Segment Start: Excerpted data
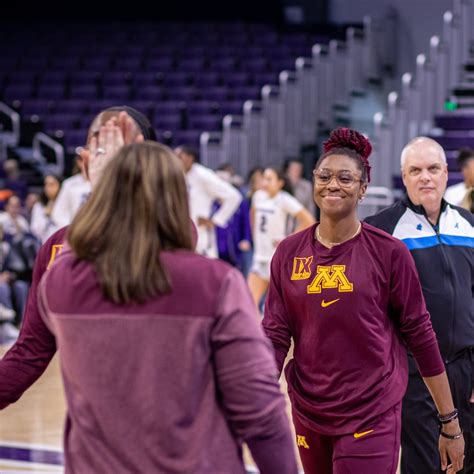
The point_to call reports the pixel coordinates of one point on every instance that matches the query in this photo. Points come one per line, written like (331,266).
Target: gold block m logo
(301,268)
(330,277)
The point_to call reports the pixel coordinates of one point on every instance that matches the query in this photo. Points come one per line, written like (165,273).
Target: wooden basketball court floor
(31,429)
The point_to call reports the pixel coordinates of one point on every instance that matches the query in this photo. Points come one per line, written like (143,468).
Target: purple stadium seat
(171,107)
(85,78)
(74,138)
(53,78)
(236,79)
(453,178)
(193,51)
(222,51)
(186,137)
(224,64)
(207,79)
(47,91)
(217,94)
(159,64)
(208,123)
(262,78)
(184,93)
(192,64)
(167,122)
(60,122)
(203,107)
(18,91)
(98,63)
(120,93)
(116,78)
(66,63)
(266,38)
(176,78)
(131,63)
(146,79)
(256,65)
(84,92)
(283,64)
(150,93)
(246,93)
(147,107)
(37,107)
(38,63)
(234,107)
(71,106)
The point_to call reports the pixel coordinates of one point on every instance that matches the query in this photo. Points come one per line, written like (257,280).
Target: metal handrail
Segment End: Excerpted data
Task.
For the material above, reproduce exactly the lines from the line with "Target: wooden basketball court floor" to the line with "written like (143,468).", inclusive, and exclude all others.

Result.
Target: wooden basketball court floor
(31,429)
The point_to call reports the pixel coordinates of one point on every instance that matches the query in this photo. Points come one per line, written like (143,468).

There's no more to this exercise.